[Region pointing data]

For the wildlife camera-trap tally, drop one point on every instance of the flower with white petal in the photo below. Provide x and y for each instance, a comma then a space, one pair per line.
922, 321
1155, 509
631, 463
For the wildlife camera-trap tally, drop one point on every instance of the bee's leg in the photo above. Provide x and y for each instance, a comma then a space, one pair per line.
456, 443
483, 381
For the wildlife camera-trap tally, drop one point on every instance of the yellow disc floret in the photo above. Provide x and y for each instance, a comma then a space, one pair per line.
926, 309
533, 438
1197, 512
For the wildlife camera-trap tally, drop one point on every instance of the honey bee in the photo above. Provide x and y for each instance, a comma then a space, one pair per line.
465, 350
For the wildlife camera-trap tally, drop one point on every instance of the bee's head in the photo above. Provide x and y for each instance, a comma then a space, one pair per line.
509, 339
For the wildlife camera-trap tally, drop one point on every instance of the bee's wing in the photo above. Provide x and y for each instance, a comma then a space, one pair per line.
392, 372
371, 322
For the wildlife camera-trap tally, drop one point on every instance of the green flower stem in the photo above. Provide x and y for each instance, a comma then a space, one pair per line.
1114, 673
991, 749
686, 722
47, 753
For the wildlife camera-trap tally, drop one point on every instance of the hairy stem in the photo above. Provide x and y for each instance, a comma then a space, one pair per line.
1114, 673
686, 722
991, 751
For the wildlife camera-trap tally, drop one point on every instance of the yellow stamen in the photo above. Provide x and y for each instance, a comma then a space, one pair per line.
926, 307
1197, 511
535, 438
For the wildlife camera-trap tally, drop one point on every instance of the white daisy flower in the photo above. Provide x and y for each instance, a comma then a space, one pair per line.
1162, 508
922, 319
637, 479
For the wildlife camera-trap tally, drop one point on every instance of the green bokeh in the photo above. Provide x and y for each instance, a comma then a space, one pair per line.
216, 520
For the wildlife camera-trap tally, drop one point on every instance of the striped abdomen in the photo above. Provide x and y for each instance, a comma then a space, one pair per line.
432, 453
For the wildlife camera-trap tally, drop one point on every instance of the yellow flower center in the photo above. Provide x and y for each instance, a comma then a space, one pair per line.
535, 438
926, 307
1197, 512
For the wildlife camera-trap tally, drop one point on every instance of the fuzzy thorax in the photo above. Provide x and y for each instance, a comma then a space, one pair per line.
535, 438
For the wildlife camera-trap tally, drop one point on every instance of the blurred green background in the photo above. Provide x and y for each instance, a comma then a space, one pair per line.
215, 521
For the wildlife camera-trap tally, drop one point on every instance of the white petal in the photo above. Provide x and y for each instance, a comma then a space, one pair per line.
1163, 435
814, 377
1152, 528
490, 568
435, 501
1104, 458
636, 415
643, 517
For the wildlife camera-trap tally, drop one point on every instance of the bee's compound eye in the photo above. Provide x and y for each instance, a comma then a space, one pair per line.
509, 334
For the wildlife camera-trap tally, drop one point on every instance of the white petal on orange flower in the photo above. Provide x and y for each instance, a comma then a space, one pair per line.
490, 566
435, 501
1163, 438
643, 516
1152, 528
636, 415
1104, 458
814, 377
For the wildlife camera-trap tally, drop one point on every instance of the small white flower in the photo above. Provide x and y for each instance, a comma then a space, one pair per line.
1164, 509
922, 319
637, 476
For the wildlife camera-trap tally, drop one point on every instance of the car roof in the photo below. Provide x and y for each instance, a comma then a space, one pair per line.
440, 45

> [What you are asked to do]: Please copy out every entry word for word.

> [Response]:
For the wildlife camera-trap tally, drop one point on every instance of the flower with white petal in the photo below. Provide x and y for each instance, a comma then a space, one pair per line.
922, 321
1155, 509
631, 463
For the wildlife camera-trap tally, drop one point on every instance of the bee's leg in the photo above. Provide x and y for each instance, a comma then a space, one pair per line.
456, 443
483, 381
For the wildlife camera-trap tally, drop one point on every instance of the yellow disc floret in the photo above. Provide x and y for each instance, a comma then a space, one pair per line.
926, 309
533, 438
1197, 512
For the wildlife camera-trap tally, drop one point on every instance of the honey bee in the photo above. Provide x and y for each instance, a comma then a space, one pair per line.
465, 350
For the wildlife camera-trap tally, drop one point on every instance of the bee's head in the photo above. Provide x and y for each instance, a comma then a space, one pair per line.
509, 339
For the wildlife camera-trap tally, drop one point on every instance of the bee's wing in the photo above. Provide x and y for each instance, a comma then a space, one pair per line.
392, 372
371, 322
For the wildlife camera-trap tally, drop one point on every instance of the green flower stem in the photo above. Provide x and y for each instance, a comma then a space, one pair per line.
1114, 673
991, 749
686, 722
47, 753
For the wildlife camera-trap tally, drop one point on every instance of the hairy stem in the photo above. Provide x and y for each instance, a comma then a space, one pair per line.
1114, 673
686, 722
991, 751
For the wildlife camera-trap tally, drop one point on every instance of the yellow stamen in the photo above. Provide x and y for each instance, a comma then a space, one pair per line.
926, 307
1197, 511
535, 438
For the wildlife camera-trap tally, drop one point on every instance of the white daisy flower in the photo above. Provide x and y for each instance, a comma then a space, one pair per line.
1162, 508
922, 319
637, 479
For the wildlife camera-trap tally, drop one point on every instance of the green bokeh in the photo above. Provide x and y for each instance, a comma then a space, one pair per line.
216, 520
For the wildlife camera-trap tally, drop one point on every instance of the striped abdomen in the photo above. Provide x and y for each instance, a comma then a space, one pair per line.
432, 453
For the wildlife camera-trap tally, drop one point on every instance of the yellow flower center in the photo above. Provide x and y for each instance, a comma then a space, one pair per line.
535, 438
926, 307
1197, 512
For the wildlife camera-trap tally, drop one point on every instance of the fuzzy thorax in the photo above. Provide x and y for each instance, a comma then a space, one pair per line.
535, 438
For the wildlife camera-trap tally, drop one point on every instance of the blurred green background in the photo above. Provide x and y for each instance, a comma then a space, one pair per line.
215, 521
For the wildlife camera-trap tally, drop one point on every instance of the white petal in the photo above. Provide x and y for each instance, a comma then a space, one pair per line.
1163, 435
814, 377
1152, 528
490, 568
435, 501
1104, 458
636, 415
643, 517
For the wildlife camera-trap tally, drop one point on every instance of the bee's compound eye in the photo above. Provide x and y for each instance, a comma then a space, one pair per line.
509, 334
For the wildlife camera-trap tally, drop one point on every instance of the white petal on orange flower in the photo above. Provide x and y for each instance, a comma then a space, one pair per line.
490, 566
435, 501
1163, 438
643, 516
1152, 528
636, 415
1104, 458
814, 377
For the wildlife camera-trap tally, drop one point on every instance of the small white flower in the photo above. Provide x and y for each instance, a comma then a space, one pair per line.
1164, 509
922, 319
637, 476
For the wildlife camera-trap tally, drop one point on every instance of the car roof in the photo below. Provide x and y for each instance, a comma then a space, one pair per line.
440, 45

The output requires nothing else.